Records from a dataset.
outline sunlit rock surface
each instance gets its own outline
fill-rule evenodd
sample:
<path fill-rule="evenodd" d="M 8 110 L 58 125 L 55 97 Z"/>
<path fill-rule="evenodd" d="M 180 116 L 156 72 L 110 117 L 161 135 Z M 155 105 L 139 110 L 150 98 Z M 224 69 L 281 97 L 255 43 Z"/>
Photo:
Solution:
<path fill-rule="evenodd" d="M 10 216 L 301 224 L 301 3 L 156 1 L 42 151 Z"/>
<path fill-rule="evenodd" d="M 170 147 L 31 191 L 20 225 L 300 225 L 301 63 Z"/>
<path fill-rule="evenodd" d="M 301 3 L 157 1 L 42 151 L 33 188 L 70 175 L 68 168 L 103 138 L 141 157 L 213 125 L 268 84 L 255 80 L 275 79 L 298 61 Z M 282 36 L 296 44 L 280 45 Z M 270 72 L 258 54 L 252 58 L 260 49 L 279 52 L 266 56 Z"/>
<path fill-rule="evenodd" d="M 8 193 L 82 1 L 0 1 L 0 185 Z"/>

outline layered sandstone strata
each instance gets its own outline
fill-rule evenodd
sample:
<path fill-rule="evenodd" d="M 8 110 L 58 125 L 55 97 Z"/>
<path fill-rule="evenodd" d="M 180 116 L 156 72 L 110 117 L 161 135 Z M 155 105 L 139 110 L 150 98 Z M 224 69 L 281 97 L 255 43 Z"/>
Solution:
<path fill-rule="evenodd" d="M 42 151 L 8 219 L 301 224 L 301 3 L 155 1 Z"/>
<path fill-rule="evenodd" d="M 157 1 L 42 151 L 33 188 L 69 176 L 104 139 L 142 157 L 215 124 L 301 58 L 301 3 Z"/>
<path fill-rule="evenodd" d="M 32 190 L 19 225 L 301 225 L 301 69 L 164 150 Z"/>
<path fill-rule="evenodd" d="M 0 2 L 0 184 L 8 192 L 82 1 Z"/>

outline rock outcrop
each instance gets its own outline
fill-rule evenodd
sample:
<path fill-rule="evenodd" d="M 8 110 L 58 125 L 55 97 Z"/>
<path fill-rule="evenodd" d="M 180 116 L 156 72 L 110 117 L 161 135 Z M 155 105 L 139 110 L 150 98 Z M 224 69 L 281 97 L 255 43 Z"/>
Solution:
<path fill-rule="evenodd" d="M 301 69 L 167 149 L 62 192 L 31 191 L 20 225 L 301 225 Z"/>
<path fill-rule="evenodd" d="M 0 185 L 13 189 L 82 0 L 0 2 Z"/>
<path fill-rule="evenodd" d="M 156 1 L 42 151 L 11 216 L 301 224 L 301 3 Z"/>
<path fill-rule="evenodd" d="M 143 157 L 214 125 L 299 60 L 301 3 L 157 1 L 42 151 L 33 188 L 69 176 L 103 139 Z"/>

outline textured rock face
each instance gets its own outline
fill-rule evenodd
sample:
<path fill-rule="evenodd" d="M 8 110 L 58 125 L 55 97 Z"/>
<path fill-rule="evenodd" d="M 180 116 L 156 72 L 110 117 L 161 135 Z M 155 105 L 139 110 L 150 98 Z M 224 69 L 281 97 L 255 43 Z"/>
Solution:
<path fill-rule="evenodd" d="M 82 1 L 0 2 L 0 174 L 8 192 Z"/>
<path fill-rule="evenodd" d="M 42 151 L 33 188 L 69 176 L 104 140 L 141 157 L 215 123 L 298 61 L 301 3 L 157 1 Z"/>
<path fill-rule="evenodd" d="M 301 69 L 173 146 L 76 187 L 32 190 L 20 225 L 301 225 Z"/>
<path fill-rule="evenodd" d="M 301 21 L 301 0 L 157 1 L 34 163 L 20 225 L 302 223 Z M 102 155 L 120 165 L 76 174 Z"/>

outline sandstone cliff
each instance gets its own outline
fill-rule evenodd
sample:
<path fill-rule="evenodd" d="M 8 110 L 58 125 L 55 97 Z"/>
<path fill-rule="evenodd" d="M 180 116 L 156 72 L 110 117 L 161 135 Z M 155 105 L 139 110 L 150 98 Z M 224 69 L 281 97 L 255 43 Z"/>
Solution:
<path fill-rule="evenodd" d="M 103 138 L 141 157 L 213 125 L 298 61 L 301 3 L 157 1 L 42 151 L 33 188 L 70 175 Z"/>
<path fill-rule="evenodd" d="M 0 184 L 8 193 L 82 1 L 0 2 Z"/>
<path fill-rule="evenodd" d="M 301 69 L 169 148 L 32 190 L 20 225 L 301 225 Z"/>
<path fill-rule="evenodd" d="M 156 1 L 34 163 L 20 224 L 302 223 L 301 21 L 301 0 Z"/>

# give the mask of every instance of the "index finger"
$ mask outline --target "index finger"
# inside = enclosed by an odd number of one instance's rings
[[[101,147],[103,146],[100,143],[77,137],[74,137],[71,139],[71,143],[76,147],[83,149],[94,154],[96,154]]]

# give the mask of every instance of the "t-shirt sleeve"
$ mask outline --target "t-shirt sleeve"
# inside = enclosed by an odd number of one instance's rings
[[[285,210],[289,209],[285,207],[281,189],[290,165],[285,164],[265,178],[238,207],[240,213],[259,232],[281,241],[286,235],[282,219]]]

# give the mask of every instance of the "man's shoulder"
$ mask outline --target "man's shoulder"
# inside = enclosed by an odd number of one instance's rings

WRITTEN TASK. Identify all lines in the items above that contain the word "every" and copy them out. Case counts.

ANSWER BELOW.
# give the mask of every instance of the "index finger"
# give the mask of every instance of the "t-shirt sleeve"
# give the mask of every instance of the "man's shoulder"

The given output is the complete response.